## Task to complete
For the word "helmet", return each line of the data in which it occurs.

[Referring expression pointing data]
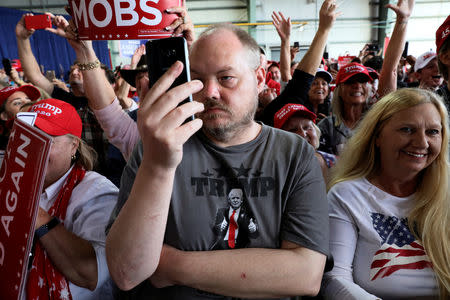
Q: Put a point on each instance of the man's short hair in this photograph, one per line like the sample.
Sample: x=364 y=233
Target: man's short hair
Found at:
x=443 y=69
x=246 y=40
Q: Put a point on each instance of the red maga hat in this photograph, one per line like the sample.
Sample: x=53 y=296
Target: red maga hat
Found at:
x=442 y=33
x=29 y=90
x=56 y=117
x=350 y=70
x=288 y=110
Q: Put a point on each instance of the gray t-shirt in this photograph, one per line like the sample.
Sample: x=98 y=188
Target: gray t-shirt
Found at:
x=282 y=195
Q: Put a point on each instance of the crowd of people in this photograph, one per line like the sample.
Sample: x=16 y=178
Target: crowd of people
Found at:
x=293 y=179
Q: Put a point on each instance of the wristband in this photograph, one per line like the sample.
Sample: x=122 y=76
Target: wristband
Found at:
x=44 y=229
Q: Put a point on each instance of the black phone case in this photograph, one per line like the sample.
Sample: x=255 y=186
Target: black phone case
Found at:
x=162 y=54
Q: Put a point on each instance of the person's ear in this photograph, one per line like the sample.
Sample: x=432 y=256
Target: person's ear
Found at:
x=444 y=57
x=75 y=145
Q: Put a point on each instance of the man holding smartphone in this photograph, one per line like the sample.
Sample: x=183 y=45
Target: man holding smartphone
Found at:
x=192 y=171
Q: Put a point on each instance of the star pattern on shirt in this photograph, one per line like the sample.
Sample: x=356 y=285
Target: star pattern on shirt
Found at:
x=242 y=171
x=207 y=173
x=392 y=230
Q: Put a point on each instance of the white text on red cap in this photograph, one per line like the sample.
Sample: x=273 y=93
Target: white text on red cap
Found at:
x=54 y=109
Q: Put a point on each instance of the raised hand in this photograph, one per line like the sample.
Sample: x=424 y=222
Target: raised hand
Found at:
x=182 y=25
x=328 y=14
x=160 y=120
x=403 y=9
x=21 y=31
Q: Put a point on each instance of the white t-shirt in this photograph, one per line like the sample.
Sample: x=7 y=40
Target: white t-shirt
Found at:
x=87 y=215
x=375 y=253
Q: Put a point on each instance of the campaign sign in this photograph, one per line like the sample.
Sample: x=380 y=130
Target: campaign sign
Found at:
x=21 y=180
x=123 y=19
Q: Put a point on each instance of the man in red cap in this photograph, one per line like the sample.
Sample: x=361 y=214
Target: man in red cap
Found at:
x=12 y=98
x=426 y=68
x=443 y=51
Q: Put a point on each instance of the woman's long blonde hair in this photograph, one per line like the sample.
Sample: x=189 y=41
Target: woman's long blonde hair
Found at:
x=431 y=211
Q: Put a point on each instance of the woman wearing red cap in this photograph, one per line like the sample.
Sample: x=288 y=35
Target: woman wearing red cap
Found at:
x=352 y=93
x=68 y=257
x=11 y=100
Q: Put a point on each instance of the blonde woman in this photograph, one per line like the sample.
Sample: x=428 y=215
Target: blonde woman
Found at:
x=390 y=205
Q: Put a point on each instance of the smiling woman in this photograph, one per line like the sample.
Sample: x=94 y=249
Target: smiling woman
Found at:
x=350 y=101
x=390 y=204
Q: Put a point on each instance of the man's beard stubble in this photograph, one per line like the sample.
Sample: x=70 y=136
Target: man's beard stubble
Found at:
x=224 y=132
--
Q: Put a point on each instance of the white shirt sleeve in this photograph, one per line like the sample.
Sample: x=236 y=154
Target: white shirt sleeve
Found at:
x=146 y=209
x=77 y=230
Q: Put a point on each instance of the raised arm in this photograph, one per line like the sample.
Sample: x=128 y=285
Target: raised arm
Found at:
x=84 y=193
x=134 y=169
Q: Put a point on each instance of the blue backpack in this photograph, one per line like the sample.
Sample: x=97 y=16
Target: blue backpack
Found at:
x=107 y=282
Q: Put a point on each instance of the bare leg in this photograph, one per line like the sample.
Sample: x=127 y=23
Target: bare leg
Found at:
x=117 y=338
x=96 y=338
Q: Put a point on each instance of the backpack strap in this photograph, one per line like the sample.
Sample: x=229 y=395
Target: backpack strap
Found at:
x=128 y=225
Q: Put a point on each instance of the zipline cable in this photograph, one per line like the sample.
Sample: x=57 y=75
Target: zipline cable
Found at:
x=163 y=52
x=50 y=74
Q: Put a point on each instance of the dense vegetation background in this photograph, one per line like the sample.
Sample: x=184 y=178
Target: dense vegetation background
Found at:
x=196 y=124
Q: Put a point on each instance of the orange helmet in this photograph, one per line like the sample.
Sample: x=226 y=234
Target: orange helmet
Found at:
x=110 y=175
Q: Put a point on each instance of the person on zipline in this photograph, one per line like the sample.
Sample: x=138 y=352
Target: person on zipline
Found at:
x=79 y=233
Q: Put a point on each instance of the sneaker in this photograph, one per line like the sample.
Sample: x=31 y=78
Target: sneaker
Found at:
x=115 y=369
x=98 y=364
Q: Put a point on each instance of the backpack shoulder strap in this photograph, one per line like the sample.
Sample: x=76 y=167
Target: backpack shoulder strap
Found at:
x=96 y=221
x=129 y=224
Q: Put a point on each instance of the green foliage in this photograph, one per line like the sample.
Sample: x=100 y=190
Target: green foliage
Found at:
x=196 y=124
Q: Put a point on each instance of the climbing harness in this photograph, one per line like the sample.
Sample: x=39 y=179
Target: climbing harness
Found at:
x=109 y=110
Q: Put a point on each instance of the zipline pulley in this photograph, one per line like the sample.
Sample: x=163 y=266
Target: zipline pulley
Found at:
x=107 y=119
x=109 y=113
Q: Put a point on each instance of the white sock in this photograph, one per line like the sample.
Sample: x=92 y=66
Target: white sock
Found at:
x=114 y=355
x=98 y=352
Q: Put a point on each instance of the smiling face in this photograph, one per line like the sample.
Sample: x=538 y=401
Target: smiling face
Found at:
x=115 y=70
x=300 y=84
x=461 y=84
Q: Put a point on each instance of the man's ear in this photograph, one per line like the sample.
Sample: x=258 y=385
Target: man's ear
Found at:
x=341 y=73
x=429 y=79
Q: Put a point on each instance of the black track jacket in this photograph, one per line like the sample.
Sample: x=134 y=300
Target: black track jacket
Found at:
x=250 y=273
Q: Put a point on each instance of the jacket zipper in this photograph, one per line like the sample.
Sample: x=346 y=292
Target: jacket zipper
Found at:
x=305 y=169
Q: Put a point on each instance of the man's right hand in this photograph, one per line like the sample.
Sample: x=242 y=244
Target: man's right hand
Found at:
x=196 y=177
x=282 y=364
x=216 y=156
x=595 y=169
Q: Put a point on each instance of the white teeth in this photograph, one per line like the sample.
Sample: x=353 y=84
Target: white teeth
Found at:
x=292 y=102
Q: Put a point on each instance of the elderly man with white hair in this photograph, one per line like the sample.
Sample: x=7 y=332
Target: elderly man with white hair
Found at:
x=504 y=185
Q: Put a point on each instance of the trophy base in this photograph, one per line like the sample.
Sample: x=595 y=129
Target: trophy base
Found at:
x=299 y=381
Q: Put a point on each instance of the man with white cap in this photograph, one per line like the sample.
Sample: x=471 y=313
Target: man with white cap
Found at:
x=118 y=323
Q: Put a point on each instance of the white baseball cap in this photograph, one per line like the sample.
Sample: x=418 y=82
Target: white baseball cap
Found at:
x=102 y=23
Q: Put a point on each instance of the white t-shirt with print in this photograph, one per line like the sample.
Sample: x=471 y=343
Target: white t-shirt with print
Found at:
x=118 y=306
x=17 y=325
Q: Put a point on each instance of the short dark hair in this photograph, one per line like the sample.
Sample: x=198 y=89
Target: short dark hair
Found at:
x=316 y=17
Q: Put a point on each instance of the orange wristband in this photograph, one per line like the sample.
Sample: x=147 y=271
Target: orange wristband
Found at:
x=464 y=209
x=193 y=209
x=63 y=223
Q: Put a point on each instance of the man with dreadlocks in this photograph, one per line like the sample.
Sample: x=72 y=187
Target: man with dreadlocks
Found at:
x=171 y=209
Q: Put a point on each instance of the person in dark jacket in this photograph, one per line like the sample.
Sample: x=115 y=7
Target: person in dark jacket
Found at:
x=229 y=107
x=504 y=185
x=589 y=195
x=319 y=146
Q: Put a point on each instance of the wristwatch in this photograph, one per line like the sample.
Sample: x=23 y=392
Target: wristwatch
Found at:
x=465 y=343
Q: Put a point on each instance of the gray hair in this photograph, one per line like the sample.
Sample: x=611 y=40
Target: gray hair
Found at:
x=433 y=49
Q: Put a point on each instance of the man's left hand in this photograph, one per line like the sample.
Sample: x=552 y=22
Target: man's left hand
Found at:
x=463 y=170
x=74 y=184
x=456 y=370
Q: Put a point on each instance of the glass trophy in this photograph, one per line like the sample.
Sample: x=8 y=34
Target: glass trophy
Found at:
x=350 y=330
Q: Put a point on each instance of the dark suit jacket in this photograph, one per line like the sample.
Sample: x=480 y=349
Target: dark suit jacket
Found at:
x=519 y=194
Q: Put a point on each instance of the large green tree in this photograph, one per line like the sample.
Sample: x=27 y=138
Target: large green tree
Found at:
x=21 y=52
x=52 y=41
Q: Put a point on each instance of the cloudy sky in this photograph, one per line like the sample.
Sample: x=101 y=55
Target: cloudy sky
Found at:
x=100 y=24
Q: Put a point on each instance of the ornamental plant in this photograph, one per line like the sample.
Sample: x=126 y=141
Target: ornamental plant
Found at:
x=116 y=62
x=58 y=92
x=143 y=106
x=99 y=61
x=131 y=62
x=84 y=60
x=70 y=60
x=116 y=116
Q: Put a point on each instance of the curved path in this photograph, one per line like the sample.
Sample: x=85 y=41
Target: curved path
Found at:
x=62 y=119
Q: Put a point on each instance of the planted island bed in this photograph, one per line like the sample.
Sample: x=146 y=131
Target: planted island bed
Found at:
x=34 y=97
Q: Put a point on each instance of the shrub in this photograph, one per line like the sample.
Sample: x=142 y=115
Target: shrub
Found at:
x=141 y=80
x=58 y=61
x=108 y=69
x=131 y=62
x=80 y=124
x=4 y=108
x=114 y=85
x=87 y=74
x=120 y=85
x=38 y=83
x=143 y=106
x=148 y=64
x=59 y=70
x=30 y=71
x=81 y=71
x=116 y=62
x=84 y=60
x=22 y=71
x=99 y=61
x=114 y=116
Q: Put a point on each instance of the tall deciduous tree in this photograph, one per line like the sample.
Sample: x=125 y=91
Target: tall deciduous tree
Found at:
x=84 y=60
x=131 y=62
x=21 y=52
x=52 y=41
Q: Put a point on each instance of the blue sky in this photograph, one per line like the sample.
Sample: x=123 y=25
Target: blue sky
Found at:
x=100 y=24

## Task answer
Q: Put a point on each instance of the orange helmet in this photograph, one per line like the sample.
Target: orange helmet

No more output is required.